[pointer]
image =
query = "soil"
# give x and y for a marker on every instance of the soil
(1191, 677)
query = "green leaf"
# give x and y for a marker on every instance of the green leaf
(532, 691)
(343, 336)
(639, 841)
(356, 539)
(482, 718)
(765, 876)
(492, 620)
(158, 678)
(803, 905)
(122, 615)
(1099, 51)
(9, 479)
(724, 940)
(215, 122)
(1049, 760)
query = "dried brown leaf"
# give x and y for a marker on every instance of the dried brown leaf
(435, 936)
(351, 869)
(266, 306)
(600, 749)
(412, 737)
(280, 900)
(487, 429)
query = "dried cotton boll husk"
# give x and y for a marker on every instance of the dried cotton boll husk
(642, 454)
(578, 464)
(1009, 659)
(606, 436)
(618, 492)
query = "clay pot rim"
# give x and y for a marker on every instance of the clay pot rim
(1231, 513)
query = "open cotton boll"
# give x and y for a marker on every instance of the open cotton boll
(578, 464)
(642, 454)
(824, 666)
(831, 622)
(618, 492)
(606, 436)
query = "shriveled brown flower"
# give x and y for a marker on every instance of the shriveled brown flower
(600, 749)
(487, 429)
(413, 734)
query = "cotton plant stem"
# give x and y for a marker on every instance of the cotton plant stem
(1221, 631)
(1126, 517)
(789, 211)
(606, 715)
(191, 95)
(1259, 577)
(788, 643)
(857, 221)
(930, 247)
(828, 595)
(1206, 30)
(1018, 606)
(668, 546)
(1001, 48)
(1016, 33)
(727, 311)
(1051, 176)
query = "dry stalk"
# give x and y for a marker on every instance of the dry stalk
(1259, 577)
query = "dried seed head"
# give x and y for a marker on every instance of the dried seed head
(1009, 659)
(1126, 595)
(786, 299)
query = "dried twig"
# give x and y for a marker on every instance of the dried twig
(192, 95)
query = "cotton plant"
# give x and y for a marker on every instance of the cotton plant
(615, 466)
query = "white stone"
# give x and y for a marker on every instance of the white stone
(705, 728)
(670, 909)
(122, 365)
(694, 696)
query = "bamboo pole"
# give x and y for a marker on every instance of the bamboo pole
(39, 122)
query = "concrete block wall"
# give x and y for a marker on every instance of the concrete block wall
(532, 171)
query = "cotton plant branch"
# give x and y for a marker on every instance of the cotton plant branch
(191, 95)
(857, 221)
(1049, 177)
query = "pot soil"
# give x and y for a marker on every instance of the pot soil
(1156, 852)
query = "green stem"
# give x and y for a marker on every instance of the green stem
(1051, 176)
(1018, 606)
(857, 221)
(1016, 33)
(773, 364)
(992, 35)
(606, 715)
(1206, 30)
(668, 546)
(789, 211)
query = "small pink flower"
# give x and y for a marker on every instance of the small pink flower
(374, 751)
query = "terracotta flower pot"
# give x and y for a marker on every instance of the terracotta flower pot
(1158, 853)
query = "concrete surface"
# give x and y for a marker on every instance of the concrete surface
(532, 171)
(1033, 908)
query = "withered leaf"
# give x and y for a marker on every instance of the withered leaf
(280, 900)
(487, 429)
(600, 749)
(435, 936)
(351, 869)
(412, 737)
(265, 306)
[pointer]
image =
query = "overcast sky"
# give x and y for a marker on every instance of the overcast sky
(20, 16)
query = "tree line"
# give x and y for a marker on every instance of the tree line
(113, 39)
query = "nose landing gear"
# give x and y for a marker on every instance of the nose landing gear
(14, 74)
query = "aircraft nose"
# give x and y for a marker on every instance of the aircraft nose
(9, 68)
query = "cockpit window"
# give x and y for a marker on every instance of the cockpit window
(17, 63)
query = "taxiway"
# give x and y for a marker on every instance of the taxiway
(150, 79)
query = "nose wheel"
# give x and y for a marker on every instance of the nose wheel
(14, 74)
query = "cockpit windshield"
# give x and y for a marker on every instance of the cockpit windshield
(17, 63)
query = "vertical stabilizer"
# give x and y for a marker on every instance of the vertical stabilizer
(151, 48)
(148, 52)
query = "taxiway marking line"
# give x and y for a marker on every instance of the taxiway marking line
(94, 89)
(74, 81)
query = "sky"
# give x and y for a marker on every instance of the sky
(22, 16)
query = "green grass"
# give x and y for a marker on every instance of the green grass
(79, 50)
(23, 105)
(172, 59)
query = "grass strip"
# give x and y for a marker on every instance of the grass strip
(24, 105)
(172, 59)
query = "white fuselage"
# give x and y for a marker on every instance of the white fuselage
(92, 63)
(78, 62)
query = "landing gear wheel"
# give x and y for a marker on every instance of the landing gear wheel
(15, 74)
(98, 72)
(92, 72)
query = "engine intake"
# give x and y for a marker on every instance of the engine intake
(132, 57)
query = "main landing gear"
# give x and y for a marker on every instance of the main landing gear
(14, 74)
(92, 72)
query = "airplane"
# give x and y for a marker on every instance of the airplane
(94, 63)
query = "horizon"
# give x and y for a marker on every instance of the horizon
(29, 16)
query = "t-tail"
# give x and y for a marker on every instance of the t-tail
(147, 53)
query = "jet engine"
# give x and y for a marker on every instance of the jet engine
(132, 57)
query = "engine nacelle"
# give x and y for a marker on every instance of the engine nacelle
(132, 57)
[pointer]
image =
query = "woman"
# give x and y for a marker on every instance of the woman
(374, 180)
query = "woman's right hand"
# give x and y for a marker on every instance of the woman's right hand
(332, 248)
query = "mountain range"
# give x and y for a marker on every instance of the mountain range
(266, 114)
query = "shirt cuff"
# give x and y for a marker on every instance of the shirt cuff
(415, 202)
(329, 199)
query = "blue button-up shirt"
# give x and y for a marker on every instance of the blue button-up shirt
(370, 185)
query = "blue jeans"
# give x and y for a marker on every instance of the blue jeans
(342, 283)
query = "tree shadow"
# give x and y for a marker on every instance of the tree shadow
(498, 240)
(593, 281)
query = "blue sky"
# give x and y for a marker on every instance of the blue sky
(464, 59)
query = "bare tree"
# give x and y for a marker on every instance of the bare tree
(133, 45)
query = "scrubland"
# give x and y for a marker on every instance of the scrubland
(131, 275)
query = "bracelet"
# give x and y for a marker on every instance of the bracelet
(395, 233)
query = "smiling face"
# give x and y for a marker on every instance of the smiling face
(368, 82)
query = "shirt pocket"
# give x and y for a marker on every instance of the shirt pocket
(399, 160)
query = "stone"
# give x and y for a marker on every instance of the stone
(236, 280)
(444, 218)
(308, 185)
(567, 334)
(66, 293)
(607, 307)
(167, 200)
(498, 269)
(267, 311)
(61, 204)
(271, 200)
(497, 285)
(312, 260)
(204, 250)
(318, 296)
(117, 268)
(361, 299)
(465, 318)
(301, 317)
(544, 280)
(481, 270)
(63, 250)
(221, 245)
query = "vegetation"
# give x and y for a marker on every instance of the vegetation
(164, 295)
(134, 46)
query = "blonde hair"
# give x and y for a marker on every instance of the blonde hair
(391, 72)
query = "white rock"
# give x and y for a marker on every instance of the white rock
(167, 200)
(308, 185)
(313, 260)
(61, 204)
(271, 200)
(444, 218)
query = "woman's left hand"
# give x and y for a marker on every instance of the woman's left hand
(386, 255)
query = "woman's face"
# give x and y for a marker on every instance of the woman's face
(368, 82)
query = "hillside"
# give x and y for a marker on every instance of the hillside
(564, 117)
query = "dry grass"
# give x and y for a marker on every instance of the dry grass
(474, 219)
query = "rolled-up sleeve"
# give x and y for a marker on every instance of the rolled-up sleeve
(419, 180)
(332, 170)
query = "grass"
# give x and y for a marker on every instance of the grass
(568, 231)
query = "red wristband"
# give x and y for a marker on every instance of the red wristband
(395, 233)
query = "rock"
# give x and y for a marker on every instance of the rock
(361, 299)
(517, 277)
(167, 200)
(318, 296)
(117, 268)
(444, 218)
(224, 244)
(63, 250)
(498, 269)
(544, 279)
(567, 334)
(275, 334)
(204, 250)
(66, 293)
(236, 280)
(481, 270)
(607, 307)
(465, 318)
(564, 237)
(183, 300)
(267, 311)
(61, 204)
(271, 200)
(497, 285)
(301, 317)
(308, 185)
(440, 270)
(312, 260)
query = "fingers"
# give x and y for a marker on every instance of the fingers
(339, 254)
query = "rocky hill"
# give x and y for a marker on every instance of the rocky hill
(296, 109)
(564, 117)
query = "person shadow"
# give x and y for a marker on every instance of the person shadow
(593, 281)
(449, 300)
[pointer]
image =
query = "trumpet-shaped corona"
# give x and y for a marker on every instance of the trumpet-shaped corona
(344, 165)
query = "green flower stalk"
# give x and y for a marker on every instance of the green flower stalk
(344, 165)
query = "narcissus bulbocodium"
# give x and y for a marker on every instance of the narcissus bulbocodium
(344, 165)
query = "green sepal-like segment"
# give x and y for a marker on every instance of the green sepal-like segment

### [TASK DESCRIPTION]
Only lines that contain "sepal" are needed, so copy each of them from the data.

### [WRITTEN SOLUTION]
query = "green sepal-like segment"
# give x and y for a marker on every instance of the green sepal-like segment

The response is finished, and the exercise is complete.